# Closing it down



## Fae (Mar 9, 2005)

I knew it would happen since they have closed so many of their fabric departments but Walmart is closing their fabric dept. at the store I mainly use in august. The closest fabric store to me now will be Mobile. They have their fabric 50% off so I am buying a lot while I can get it and trying to plan what I need to make. I have just about stopped shopping there but now I will stop completely. We had several fabric stores within 30 miles before walmart moved in and put them out of business.


----------



## Country Lady (Oct 2, 2003)

Our local WalMart still has fabric right now, but the Hancock's 30+ miles away has moved into a larger location and is a really nice store now. I've stopped buying groceries at WalMart. I've found they are higher than some other stores on a lot of things I normally get. I remember whenever the Super WalMart opened, a neighbor said he was afraid they would put small businesses out of business with their low prices, then jack their prices up. I've found some truth to what he said.


----------



## ginnie5 (Jul 15, 2003)

no walmarts near me carry fabric anymore...I seldom shop there. I WON'T buy food there anymore! Every single time I try to buy groceries there I come home with something I have to return cause its bad...milk that's sour as soon as we open it, a rotten bag of chicken..you name it. Its just not worth it when I can get low prices elsewhere and have better quality. The craft dept at the ones near me are pitiful excuses for crafts too.


----------



## Fae (Mar 9, 2005)

● Supplied information:
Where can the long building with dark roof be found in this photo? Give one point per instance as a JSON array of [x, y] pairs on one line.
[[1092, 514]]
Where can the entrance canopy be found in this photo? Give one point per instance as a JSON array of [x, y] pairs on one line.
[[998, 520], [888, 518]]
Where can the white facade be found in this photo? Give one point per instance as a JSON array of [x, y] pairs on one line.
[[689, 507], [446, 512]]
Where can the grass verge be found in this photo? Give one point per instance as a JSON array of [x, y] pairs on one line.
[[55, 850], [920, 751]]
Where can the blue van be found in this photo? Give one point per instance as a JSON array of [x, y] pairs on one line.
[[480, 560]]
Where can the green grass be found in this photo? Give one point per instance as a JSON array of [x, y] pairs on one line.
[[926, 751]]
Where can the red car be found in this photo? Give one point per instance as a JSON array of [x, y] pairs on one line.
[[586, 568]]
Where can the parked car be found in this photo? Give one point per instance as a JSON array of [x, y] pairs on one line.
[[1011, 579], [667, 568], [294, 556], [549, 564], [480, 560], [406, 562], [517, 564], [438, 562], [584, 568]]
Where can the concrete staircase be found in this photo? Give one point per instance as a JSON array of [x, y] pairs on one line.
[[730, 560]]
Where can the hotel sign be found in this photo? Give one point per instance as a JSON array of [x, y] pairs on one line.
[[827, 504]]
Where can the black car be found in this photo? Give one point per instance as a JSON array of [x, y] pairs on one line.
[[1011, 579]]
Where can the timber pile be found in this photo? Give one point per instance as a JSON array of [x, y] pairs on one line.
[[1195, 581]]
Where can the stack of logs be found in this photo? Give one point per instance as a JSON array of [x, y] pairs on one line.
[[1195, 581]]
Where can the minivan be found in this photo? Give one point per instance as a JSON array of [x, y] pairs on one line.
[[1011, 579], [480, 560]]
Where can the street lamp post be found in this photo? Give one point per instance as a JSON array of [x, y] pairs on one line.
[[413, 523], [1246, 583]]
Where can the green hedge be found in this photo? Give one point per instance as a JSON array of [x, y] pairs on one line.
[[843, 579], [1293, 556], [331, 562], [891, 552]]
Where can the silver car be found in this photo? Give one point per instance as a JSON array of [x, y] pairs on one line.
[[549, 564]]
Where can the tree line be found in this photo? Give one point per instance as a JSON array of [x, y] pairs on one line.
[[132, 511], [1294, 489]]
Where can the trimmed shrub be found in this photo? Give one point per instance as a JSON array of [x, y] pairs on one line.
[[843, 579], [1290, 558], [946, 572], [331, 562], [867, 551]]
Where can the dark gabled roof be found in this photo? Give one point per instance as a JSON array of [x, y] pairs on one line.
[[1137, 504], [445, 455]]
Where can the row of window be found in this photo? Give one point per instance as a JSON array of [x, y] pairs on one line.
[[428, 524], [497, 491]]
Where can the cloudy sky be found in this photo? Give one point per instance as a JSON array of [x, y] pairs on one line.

● Required work:
Reproduce the part of the Walmart fabric thread above that starts at "I knew it would" and ends at "out of business.".

● Solution to this exercise:
I knew it would happen since they have closed so many of their fabric departments but Walmart is closing their fabric dept. at the store I mainly use in august. The closest fabric store to me now will be Mobile. They have their fabric 50% off so I am buying a lot while I can get it and trying to plan what I need to make. I have just about stopped shopping there but now I will stop completely. We had several fabric stores within 30 miles before walmart moved in and put them out of business.